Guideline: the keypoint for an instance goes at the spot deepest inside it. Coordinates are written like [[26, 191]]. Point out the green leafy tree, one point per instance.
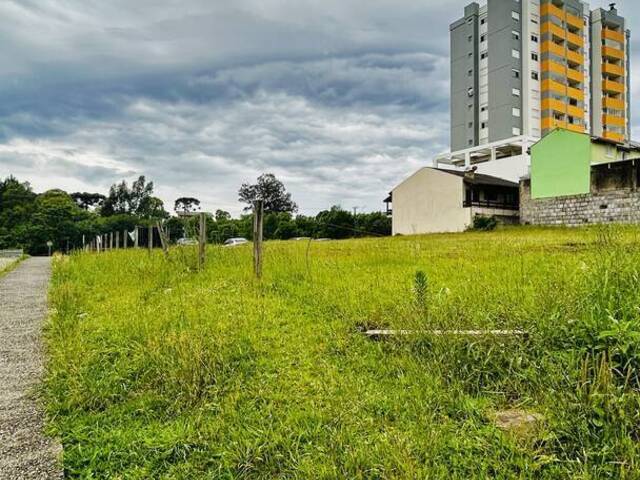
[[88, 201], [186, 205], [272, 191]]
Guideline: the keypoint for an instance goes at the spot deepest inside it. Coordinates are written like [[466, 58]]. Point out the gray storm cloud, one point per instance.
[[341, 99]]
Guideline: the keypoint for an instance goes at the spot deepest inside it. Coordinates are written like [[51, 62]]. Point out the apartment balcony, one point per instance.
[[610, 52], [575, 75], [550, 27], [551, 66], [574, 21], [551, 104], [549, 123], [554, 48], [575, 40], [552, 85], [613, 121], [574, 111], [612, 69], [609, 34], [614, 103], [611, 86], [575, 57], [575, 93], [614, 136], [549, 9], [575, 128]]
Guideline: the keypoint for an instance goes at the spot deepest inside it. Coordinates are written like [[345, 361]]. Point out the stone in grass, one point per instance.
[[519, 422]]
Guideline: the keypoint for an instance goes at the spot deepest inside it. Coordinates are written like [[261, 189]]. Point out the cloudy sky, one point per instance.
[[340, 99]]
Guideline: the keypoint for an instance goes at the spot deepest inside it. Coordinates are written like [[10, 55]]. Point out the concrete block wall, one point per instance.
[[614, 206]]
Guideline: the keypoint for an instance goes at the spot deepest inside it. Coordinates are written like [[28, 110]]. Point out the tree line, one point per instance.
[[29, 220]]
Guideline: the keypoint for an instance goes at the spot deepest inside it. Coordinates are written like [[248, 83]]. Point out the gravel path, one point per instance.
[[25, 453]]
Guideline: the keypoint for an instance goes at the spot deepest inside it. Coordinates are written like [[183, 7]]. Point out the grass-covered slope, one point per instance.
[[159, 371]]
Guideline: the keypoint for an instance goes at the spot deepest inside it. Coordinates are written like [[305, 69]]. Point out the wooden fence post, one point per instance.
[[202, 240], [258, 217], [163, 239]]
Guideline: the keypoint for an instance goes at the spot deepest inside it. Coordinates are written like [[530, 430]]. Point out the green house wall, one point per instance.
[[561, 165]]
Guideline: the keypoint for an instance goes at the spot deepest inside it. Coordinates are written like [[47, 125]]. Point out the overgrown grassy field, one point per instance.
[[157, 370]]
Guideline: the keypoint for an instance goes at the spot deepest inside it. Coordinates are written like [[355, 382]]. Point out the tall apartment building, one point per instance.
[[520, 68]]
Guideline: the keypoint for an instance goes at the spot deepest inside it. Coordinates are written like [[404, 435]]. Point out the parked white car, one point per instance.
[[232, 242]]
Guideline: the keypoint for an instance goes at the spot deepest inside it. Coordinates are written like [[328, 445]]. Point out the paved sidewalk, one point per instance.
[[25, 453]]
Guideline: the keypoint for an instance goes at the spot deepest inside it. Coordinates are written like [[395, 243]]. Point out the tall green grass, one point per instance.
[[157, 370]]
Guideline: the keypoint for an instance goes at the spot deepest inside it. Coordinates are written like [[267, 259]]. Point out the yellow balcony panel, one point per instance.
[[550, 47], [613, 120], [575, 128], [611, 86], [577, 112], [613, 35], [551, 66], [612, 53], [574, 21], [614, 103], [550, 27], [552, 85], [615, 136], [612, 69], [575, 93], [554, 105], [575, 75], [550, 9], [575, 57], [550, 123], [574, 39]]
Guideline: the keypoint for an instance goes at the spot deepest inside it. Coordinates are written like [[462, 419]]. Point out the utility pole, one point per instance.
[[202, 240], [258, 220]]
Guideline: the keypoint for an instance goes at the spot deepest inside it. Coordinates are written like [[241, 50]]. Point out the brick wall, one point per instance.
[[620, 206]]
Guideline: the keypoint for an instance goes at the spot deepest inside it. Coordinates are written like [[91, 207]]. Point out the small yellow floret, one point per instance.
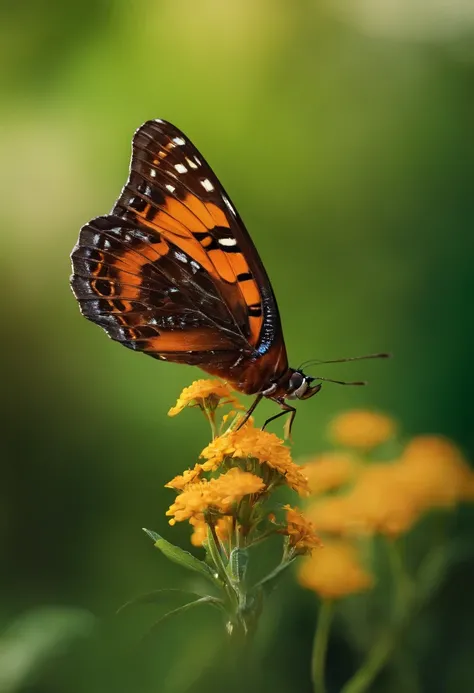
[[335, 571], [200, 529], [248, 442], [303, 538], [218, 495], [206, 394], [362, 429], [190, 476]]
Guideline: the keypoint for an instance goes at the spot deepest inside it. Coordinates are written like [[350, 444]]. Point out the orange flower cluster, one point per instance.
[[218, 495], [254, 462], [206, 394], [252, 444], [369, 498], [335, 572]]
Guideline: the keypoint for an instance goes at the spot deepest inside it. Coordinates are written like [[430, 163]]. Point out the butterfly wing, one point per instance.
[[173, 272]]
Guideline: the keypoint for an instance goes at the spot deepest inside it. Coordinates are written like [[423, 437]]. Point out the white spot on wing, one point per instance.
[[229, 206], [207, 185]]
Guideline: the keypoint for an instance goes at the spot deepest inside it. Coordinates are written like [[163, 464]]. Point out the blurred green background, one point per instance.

+---+

▶ DIRECTION
Copy the data from the line containing "building, one point per instance." through the line containing "123], [574, 39]]", requests included, and scale every answer coordinate by 0.6, rounding to whole numbers with halves going up. Leave the numbers in the requests and their format samples unchanged.

▶ FINAL RESULT
Guideline: the keypoint for an instance goes at the spot deepest inside it. Coordinates are written like [[355, 382]]. Point out the tall apartment building, one point per instance.
[[312, 41]]
Guideline: the keypoint for an instance goes at the spot deepest inside it. Coordinates are written like [[404, 435]]. Point out the parked white car, one point per instance.
[[139, 145]]
Guideline: the keypoint for an instance goes at the spot deepest inside it. Coordinates are written like [[328, 445]]. Point out the paved sidewalk, one point per instance.
[[15, 272]]
Guideline: the keypoint for an instance goes at the spot deepest inside it. Coordinates are written like [[395, 243]]. Point out the tall green grass, one point per instance.
[[94, 222]]
Guideline: the keypoint for an instance goes at the spot deepest inside it. Coordinates are written like [[267, 259]]. Point out the yellow balcony panel, one point per instance.
[[330, 28], [368, 72], [345, 77], [367, 52], [346, 67], [368, 21], [331, 40], [367, 32], [344, 13], [368, 62], [330, 16], [331, 51], [369, 82], [367, 41], [345, 56], [332, 63], [345, 45], [330, 5], [345, 34], [330, 74], [344, 23]]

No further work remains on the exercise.